— start of Provided passage —

A Billfold LLC Tax Update
So last week I promised you an update on the whole Billfold LLC tax situation, and how it affects The Billfold, my personal taxes, and my health insurance subsidy.
Here we go.
Every year the IRS issues a 1040-ES form to help freelancers and small business owners calculate how much they should pay in estimated taxes. I haven’t done much with this form in the past, since I’d always used the “set aside a percentage of each paycheck and hope it all works out in the end” method, but I knew this year would be different for two reasons:
- The Billfold LLC is now part of my personal tax return
- The Tax Cuts and Jobs Act gives freelancers and small-business owners a 20 percent qualified business income deduction
I kept waiting for more information about that 20 percent tax deduction, such as “how to calculate it” and “whether it’s gross or net.” At first, all I heard from both news sites and CPAs was “well, we’re still waiting on more information from the IRS,” so I kept on saving 25 percent of each gross paycheck, for both myself and The Billfold.

— end of Provided passage —

**Short task 1:**
Could you give back the Billfold LLC tax update above word for word?

— start of Stored records —

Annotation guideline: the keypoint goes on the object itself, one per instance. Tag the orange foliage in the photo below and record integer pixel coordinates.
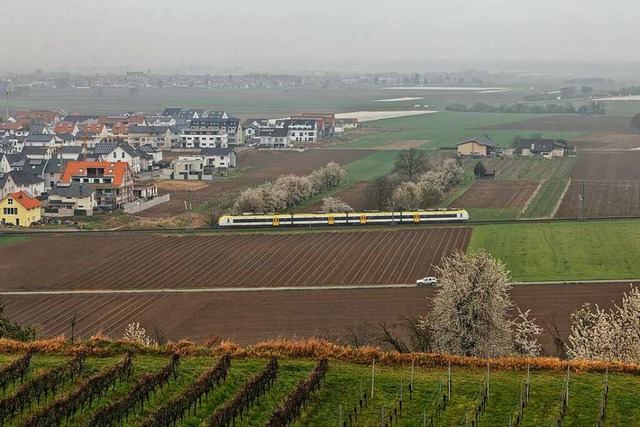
(313, 349)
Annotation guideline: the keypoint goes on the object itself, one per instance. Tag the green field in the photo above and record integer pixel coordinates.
(345, 384)
(588, 250)
(446, 129)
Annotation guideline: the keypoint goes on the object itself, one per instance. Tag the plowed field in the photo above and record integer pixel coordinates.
(607, 181)
(496, 194)
(229, 260)
(601, 199)
(248, 317)
(607, 165)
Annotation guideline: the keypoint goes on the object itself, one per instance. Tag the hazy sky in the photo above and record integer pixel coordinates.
(258, 35)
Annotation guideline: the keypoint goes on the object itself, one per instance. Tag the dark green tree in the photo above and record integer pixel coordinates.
(12, 330)
(635, 122)
(479, 169)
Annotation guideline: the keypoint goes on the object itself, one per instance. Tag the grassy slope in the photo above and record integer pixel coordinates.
(564, 250)
(342, 387)
(446, 129)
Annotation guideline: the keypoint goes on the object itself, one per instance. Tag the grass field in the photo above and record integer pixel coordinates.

— end of Stored records —

**Short task 2:**
Can you write out again only the records from the line with "Tag the green" through the last line of the records, both included? Keep every line and all wording unchanged, but multiply each answer coordinate by 1.1 and round it to a whole number, with halves rounded up.

**Response 1:**
A Billfold LLC Tax Update
So last week I promised you an update on the whole Billfold LLC tax situation, and how it affects The Billfold, my personal taxes, and my health insurance subsidy.
Here we go.
Every year the IRS issues a 1040-ES form to help freelancers and small business owners calculate how much they should pay in estimated taxes. I haven’t done much with this form in the past, since I’d always used the “set aside a percentage of each paycheck and hope it all works out in the end” method, but I knew this year would be different for two reasons:
- The Billfold LLC is now part of my personal tax return
- The Tax Cuts and Jobs Act gives freelancers and small-business owners a 20 percent qualified business income deduction
I kept waiting for more information about that 20 percent tax deduction, such as “how to calculate it” and “whether it’s gross or net.” At first, all I heard from both news sites and CPAs was “well, we’re still waiting on more information from the IRS,” so I kept on saving 25 percent of each gross paycheck, for both myself and The Billfold.

**Response 2:**
Annotation guideline: the keypoint goes on the object itself, one per instance. Tag the green field in the photo above and record integer pixel coordinates.
(380, 422)
(647, 275)
(491, 142)
Annotation guideline: the keypoint goes on the object itself, one per instance. Tag the plowed field in the photo above and record integer pixel coordinates.
(668, 199)
(546, 213)
(252, 286)
(661, 219)
(273, 349)
(668, 182)
Annotation guideline: the keypoint goes on the object itself, one per instance. Tag the hazy sky in the photo above and record integer pixel coordinates.
(284, 39)
Annotation guideline: the keypoint goes on the object itself, one per instance. Tag the dark green tree in the photo above and record integer pixel coordinates.
(13, 363)
(699, 134)
(527, 186)
Annotation guideline: the keypoint goes on the object itself, one per instance. Tag the grassy slope in the photo above and record integer pixel coordinates.
(620, 275)
(376, 426)
(491, 142)
Annotation guideline: the keypoint goes on the object itself, one per instance. Tag the grass field in the photo above and record integer pixel coordinates.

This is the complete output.